*Task goal*:
Repeat exactly, and only, the lines from the one containing "of the straw" through the end of the records.

Position identification records:

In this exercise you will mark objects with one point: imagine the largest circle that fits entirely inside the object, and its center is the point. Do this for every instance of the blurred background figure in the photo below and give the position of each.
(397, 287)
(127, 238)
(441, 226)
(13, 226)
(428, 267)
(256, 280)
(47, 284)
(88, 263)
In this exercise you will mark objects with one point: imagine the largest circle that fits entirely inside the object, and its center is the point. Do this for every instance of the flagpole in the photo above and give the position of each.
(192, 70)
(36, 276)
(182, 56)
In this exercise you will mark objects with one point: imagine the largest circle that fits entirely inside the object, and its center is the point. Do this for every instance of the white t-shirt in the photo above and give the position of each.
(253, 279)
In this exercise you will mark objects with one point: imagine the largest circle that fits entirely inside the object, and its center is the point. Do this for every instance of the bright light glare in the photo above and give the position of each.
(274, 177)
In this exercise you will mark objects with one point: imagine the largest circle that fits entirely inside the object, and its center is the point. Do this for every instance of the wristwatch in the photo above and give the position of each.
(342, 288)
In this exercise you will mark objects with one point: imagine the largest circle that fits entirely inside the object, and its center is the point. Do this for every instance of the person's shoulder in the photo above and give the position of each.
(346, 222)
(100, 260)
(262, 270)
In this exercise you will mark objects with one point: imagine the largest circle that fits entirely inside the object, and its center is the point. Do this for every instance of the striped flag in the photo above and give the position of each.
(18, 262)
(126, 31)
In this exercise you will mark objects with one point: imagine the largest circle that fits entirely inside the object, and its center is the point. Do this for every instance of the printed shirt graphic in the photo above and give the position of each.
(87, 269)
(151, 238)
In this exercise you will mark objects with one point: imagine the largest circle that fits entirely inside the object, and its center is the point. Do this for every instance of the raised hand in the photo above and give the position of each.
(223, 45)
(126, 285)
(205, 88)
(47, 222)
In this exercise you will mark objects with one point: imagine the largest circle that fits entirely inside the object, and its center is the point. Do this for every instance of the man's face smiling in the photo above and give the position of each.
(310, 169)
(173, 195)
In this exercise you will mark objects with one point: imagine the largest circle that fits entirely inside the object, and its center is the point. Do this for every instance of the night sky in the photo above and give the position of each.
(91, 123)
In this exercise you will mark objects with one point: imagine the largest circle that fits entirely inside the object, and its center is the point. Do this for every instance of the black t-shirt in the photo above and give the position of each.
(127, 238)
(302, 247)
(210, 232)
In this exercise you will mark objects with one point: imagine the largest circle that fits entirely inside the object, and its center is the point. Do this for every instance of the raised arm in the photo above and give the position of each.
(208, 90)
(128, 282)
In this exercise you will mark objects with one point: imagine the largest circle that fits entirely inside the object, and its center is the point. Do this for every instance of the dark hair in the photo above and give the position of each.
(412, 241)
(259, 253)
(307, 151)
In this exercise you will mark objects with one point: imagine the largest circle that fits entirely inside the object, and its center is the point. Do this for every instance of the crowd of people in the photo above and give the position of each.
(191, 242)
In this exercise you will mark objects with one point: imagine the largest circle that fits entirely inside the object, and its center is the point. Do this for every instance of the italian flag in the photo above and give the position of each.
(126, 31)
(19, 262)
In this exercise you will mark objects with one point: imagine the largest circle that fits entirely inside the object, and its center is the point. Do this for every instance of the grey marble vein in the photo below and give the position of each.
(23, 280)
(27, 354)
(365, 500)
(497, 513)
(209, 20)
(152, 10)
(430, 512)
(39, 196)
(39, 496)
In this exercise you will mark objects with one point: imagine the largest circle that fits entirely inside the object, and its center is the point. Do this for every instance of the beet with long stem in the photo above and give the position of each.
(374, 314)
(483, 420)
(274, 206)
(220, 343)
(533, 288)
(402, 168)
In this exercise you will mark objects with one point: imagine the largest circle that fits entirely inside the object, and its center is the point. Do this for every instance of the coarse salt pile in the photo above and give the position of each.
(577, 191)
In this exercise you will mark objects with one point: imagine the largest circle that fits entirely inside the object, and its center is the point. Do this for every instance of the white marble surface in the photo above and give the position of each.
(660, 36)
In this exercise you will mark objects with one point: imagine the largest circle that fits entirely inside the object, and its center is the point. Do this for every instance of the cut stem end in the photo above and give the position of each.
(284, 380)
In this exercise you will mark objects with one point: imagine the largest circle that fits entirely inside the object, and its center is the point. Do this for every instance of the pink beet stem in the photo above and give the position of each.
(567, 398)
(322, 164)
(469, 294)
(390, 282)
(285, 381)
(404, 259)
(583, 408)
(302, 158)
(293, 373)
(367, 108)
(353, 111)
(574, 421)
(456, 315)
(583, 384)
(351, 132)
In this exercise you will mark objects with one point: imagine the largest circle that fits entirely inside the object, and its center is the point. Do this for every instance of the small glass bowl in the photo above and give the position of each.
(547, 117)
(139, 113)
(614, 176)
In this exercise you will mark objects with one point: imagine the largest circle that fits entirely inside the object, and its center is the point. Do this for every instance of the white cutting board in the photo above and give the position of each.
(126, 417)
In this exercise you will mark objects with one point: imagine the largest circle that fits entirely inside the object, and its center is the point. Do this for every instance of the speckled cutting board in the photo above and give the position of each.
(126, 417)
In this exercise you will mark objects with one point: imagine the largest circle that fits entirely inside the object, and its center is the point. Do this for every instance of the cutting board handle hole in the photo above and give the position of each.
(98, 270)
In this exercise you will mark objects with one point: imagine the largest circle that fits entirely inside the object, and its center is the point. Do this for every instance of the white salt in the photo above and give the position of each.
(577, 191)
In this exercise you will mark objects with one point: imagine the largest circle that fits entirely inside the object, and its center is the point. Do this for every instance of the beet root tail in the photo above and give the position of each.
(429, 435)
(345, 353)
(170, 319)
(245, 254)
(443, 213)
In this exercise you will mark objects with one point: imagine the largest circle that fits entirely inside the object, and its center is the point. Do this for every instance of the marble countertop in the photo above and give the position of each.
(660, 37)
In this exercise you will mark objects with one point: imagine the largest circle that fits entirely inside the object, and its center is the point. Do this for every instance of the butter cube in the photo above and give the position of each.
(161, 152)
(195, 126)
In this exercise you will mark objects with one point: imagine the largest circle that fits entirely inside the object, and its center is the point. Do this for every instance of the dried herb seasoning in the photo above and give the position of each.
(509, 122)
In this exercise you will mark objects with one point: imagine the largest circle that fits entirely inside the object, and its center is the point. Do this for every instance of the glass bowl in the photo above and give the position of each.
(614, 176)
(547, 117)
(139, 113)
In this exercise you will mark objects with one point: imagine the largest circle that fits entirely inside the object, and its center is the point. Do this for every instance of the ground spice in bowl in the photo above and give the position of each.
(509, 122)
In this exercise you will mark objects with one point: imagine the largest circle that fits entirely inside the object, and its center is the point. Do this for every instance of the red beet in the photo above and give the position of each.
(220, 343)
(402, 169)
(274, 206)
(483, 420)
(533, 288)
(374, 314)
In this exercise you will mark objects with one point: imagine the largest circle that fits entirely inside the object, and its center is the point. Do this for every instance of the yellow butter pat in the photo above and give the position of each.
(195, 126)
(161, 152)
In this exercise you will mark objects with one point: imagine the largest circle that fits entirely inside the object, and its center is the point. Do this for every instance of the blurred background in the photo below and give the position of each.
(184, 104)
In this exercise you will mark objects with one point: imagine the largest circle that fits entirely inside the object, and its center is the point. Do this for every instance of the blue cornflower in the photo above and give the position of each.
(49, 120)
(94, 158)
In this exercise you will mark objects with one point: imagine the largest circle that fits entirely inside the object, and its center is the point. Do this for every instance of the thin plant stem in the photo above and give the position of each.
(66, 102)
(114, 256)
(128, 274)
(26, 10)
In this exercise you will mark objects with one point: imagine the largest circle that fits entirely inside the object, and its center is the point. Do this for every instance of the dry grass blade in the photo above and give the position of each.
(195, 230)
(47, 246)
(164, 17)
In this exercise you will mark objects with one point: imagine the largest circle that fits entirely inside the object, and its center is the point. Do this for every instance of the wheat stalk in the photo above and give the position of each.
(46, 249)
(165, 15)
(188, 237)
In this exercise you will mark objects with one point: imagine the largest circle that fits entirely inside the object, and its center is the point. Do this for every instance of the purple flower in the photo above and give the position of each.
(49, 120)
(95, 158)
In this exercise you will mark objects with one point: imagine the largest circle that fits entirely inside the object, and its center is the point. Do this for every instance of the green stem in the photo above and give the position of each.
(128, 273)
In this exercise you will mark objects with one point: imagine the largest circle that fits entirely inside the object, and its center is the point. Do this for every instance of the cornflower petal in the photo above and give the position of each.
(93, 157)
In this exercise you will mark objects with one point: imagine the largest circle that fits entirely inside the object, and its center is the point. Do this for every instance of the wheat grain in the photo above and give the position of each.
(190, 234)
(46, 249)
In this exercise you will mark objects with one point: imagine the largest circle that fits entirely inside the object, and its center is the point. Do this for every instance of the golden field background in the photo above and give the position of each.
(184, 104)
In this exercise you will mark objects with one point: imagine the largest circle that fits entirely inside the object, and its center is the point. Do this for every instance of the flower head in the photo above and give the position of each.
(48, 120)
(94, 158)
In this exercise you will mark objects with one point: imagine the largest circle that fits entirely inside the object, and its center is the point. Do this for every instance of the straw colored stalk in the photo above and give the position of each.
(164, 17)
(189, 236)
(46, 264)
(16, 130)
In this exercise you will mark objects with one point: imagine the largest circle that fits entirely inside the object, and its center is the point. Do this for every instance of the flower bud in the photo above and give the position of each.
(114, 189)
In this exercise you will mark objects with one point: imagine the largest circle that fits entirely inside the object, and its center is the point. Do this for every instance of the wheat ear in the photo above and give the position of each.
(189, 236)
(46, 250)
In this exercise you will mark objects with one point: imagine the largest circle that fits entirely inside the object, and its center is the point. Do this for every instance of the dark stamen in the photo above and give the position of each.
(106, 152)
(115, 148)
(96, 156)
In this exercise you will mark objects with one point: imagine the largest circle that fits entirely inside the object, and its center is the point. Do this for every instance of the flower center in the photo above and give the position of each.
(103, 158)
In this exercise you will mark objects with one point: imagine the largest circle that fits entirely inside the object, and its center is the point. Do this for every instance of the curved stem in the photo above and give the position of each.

*Output for this exercise*:
In this exercise you will mark objects with one point: imagine the largest circle that fits entirely inside the object, and its center is the point. Do this for every instance of the straw colored stalk in the photo above and give the position of each.
(164, 17)
(189, 236)
(46, 264)
(16, 130)
In this exercise you will mark objects with one point: imagine the largest circle that fits entirely inside the object, and its center is the point. Do this for every instance of the flower bud in the photo above and give the position of each.
(114, 189)
In this exercise you will mark objects with one point: imagine the largest circle that fits entirely inside the object, and its center is the point. Do this for every instance of the wheat ear in the photo above and give the position of each.
(189, 236)
(46, 250)
In this exercise you will mark objects with one point: imagine the largest circle that fits entirely inside the object, and its center is the point. Do this for every instance of the dark stamen in the photo above and give the position of each.
(106, 152)
(115, 148)
(96, 156)
In this exercise you will mark objects with one point: imagine the largest circle that fits entirely inside the object, and its center is the point. Do this for every instance of the flower center in the photo above and give the position of each.
(103, 158)
In this exercise you will mark objects with one point: imagine the largest circle that fits entirely inside the object, and its center is the point. Do this for every instance of the curved stem in the photo above and give the position of each.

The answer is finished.